WHAT THIS TASK INVOLVES: Rewrite the material from the line containing "segment --target sky" down to the line containing "Provide the outline of every instance of the sky", both included, substituting "occurrence" for "instance" and leaving everything else unchanged.

RECORDS FOR THIS EXERCISE:

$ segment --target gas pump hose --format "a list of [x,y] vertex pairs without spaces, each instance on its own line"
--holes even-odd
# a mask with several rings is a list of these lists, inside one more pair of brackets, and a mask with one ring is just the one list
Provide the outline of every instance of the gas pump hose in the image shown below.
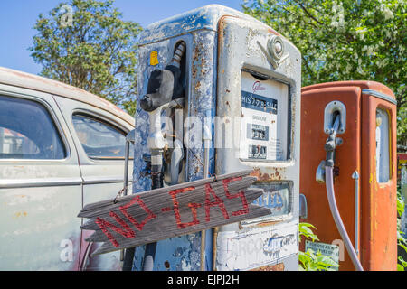
[[355,251],[354,247],[352,246],[349,236],[347,235],[346,229],[345,228],[344,223],[342,222],[341,216],[339,214],[336,200],[335,199],[335,191],[334,191],[334,167],[333,166],[326,166],[325,167],[325,179],[326,179],[326,187],[327,187],[327,196],[329,202],[329,209],[331,210],[332,217],[334,218],[335,224],[336,225],[337,230],[341,235],[342,240],[345,243],[345,247],[346,247],[347,253],[349,254],[352,263],[355,266],[355,268],[357,271],[364,271],[362,265],[360,264],[359,258],[357,257],[356,252]]
[[[349,254],[352,263],[355,266],[356,271],[364,271],[362,265],[360,264],[357,254],[352,246],[349,236],[347,235],[346,228],[344,226],[339,210],[336,206],[336,199],[335,198],[334,190],[334,163],[335,163],[335,154],[337,145],[336,132],[340,126],[340,115],[337,114],[335,117],[333,123],[333,127],[329,137],[327,139],[325,144],[325,150],[327,151],[327,159],[325,161],[325,185],[327,188],[327,196],[329,202],[329,209],[331,210],[332,217],[334,218],[335,224],[336,225],[337,230],[341,235],[342,240],[345,243],[347,253]],[[355,244],[356,246],[356,244]]]

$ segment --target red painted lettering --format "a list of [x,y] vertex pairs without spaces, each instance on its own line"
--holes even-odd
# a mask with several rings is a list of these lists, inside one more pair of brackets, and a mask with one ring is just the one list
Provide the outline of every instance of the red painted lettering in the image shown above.
[[[178,190],[174,190],[169,191],[168,193],[170,194],[171,198],[173,199],[173,203],[174,203],[174,214],[175,215],[175,220],[176,220],[176,226],[179,228],[184,228],[186,227],[190,227],[190,226],[194,226],[194,225],[197,225],[199,224],[199,220],[197,219],[197,212],[196,212],[196,209],[201,207],[201,204],[196,204],[196,203],[189,203],[188,207],[191,209],[192,213],[193,213],[193,220],[188,222],[188,223],[183,223],[181,221],[181,215],[179,212],[179,203],[178,200],[176,200],[176,195],[179,193],[183,193],[185,191],[193,191],[194,190],[194,187],[188,187],[188,188],[184,188],[184,189],[178,189]],[[161,209],[161,210],[163,211],[167,211],[169,208],[163,208]]]
[[[128,209],[128,207],[134,205],[135,203],[137,203],[147,213],[147,216],[146,217],[145,219],[143,219],[143,221],[141,223],[138,223],[130,214],[128,214],[128,212],[127,211],[127,210]],[[128,203],[127,203],[124,206],[121,206],[120,208],[120,211],[123,213],[123,215],[126,216],[126,218],[128,219],[128,220],[139,230],[141,231],[143,229],[143,227],[147,224],[147,221],[149,221],[150,219],[155,219],[156,216],[147,208],[147,206],[146,206],[146,204],[144,203],[144,201],[141,200],[141,198],[139,196],[136,196],[135,198],[133,198]]]
[[236,194],[232,194],[229,192],[229,189],[228,189],[228,184],[229,182],[232,182],[232,181],[240,181],[241,180],[241,177],[238,177],[238,178],[233,178],[233,179],[224,179],[223,180],[223,190],[224,192],[226,194],[226,198],[232,200],[232,199],[236,199],[236,198],[241,198],[241,204],[243,206],[243,209],[241,210],[237,210],[237,211],[232,211],[232,216],[240,216],[240,215],[245,215],[249,213],[249,205],[247,203],[247,200],[246,200],[246,196],[244,195],[244,191],[241,191]]
[[[226,208],[224,207],[223,200],[222,200],[221,198],[216,196],[213,189],[211,187],[211,184],[206,183],[205,184],[205,214],[206,218],[205,220],[209,222],[211,220],[211,207],[218,206],[221,209],[222,213],[223,214],[224,219],[229,219],[228,211],[226,210]],[[211,195],[214,198],[214,201],[211,201]]]

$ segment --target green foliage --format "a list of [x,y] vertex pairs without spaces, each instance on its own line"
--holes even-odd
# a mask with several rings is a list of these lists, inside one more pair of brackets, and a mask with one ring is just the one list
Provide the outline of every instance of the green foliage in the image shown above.
[[302,86],[375,80],[398,101],[398,142],[407,142],[407,2],[244,0],[243,11],[290,40],[302,54]]
[[[407,240],[402,236],[401,230],[401,218],[404,213],[404,200],[402,197],[400,191],[397,191],[397,246],[402,247],[407,253]],[[397,262],[397,271],[404,271],[407,267],[407,262],[404,261],[402,256],[399,256]]]
[[[71,16],[71,22],[70,22]],[[39,15],[31,56],[41,75],[83,89],[135,112],[138,23],[113,0],[70,0]]]
[[[309,223],[299,223],[299,241],[302,238],[309,238],[313,242],[319,240],[311,228],[317,229]],[[330,256],[322,255],[319,250],[317,254],[312,249],[308,249],[307,252],[299,251],[298,261],[300,271],[335,271],[335,267],[339,266]]]

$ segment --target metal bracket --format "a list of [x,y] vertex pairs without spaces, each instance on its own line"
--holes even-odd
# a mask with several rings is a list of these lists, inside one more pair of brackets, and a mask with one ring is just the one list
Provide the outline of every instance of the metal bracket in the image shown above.
[[359,255],[359,172],[355,171],[352,174],[355,179],[355,251]]
[[261,51],[263,51],[264,55],[266,55],[267,60],[269,61],[269,62],[272,65],[272,67],[276,70],[279,65],[280,65],[284,61],[286,61],[289,54],[286,54],[285,56],[282,56],[281,59],[278,60],[278,59],[274,59],[270,53],[267,51],[266,48],[264,48],[263,45],[261,45],[260,42],[257,42],[257,44],[260,46],[260,48],[261,49]]
[[319,183],[325,183],[325,161],[321,161],[317,169],[315,180]]

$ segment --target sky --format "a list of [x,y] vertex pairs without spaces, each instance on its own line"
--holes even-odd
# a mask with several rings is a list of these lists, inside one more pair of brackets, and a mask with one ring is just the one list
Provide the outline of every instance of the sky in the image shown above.
[[[41,65],[34,62],[28,48],[32,46],[33,28],[40,14],[47,15],[60,2],[67,0],[0,0],[0,66],[38,74]],[[116,0],[115,6],[126,21],[148,24],[178,14],[219,4],[241,10],[242,0]]]

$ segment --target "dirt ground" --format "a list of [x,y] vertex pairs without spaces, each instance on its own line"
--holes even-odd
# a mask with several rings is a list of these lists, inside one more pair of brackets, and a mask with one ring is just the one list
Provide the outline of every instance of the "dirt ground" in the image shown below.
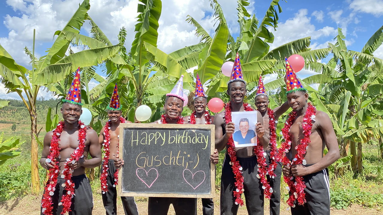
[[[14,200],[10,200],[5,202],[0,202],[0,215],[12,214],[12,215],[37,215],[40,214],[40,205],[41,196],[28,195],[18,198]],[[105,214],[105,210],[102,204],[101,195],[98,194],[93,194],[94,207],[93,214]],[[214,214],[219,214],[219,197],[216,196],[214,199],[215,205],[214,206]],[[121,215],[124,214],[121,201],[118,200],[118,213]],[[136,198],[136,202],[138,207],[139,214],[147,215],[147,200],[145,197]],[[202,214],[202,205],[201,200],[198,201],[198,214]],[[265,204],[265,214],[269,214],[269,204],[268,202]],[[281,205],[281,215],[290,215],[291,212],[287,205],[282,202]],[[335,210],[331,209],[331,214],[332,215],[383,215],[383,212],[374,209],[365,208],[357,205],[353,205],[346,210]],[[170,206],[168,213],[168,215],[174,215],[174,210],[172,206]],[[247,215],[247,211],[245,206],[240,207],[238,211],[238,215]]]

SOLUTION TO THIS PROBLEM:
$ segment --target sky --format "a list of [x,y] vertex pairs without spaces, each occurrence on its own line"
--holes even-odd
# a mask with several rings is a list of these lists, inside one more pair of brackets, and a mask with one ring is just the one list
Provide the outline of every occurrence of the sky in the image shown above.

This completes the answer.